## Work task 1
Answer these questions from the rabies guidance:
(a) How long does it take to get rabies test results?
(b) Who is responsible for containing a suspect animal?
(c) At what phone number can full-time Canadian Food Inspection Agency staff be reached?
## Work task 2
Reproduce the part of the rabies guidance starting at "- Contact the Canadian" and ending at "the rabid animal.".
## Work task 3
State whether each statement agrees with the rabies guidance. Answer yes or no and quote the words that decide it.
(a) The Ministry of Natural Resources is responsible for destroying rabies suspect animals.
(b) Owners should remove the head from a suspected rabid animal.
(c) The whole carcass of a very small animal such as a bat is submitted.

## Source extract
Keep the carcass in a cool spot.
- Seek medical attention for humans who have had contact with the dead animal.
- Contact the health unit who will consult with you and your physician about appropriate treatment.
- Seek veterinary attention for animals that have had contact with the dead animal.
- Contact the Canadian Food Inspection Agency's Health of Animals to arrange pick up of a specimen of the dead animal for rabies testing. It takes 6-24 hours to get the results of the testing.
- Dispose of the remaining carcass by burial or incineration.
If the rabies test is positive, CFIA's Health of Animals will advise you about quarantine of livestock and pets that have been in contact with the rabid animal.
- Public Health Services distribute post-exposure vaccine as necessary.
Handling live rabies suspects animals
For animals that are showing possible signs of rabies:
- Keep humans and other animals away from the suspect animal.
- Contact animal control in your area. If there is no animal control service, contact the Ministry of Natural Resources or local police.
- If possible, keep track of the animal's location.
- The landowner is responsible for containment of the suspect animal. Landowners should arrange for an agent to manage the situation, i.e. a pest control professional, a licensed trapper or an animal control officer.
- It is important that when the animal is destroyed that the head is not damaged because the brain of the suspect animal is what is needed for testing.
- All suspect cases of rabies must be reported to Canadian Food Inspection Agency's Health of Animals. Although only specimens from the dead suspect animals that have had known or suspected contact with humans, pets or livestock will be collected for testing.
Specimen pick-up and submission required
All specimens for rabies examination will be picked up and submitted for rabies diagnosis by full-time Canadian Food Inspection Agency staff (formerly known as Dept. of Agriculture Canada staff) at 519-436-3145. Owners should not remove the head from a suspected rabid animal nor should specimens be removed from the property or submitted to provincial Labs for rabies diagnosis.
Destruction of rabies suspect animals
Neither the Canadian Food Inspection Agency Office nor the Ministry of Natural Resources are responsible to destroy any rabies suspect animal. The CFIA informs callers that they are only responsible for taking and submitting specimens once the animal is dead.
In cases where assistance is required, contact the Animal Controller for your area. For a list of Animal Control Workers, please use the Pet & Animal Directory on the right.
Under extreme and immediately life threatening emergencies, the Ministry of Natural Resources will respond to requests for assistance if manpower is available.
The Canadian Food Inspection Agency Office informs callers that the Inspector will only take a sample and it is their responsibility to dispose of the carcass (after the sample has been taken). It is the responsibility of the owner or the person in care or in charge of the animal to dispose of same on his own property, by deep burial or burning. All disposals of carcasses should be carried out in consultation with Canadian Food Inspection Agency Staff. Except in cases of very small animals (bats, squirrels, mice etc.) where the whole carcass is submitted.

## Data under study
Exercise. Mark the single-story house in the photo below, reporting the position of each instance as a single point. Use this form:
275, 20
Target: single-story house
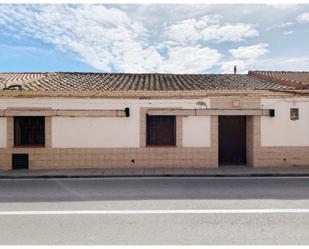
114, 120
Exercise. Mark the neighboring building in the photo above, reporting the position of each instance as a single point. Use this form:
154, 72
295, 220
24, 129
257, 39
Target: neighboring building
100, 120
297, 80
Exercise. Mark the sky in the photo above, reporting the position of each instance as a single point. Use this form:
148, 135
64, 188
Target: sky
154, 38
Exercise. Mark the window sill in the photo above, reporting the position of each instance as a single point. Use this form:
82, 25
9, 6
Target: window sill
28, 146
161, 146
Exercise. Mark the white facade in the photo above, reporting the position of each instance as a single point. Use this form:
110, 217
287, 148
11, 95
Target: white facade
196, 131
3, 133
112, 132
280, 130
116, 132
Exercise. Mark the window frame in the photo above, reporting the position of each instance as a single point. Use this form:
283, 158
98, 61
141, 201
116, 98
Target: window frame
18, 130
150, 141
294, 116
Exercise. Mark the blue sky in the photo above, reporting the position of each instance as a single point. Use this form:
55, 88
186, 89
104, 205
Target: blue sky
154, 38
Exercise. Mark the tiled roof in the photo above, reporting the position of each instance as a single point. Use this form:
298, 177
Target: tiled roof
135, 82
299, 80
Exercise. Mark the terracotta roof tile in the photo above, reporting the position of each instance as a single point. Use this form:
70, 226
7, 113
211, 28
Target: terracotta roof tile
141, 82
299, 80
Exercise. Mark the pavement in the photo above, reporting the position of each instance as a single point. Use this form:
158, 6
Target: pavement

## Answer section 1
(a) 6-24 hours.
(b) The landowner.
(c) 519-436-3145.

## Answer section 2
- Contact the Canadian Food Inspection Agency's Health of Animals to arrange pick up of a specimen of the dead animal for rabies testing. It takes 6-24 hours to get the results of the testing.
- Dispose of the remaining carcass by burial or incineration.
If the rabies test is positive, CFIA's Health of Animals will advise you about quarantine of livestock and pets that have been in contact with the rabid animal.

## Answer section 3
(a) No. "Neither the Canadian Food Inspection Agency Office nor the Ministry of Natural Resources are responsible to destroy any rabies suspect animal."
(b) No. "Owners should not remove the head from a suspected rabid animal"
(c) Yes. "Except in cases of very small animals (bats, squirrels, mice etc.) where the whole carcass is submitted."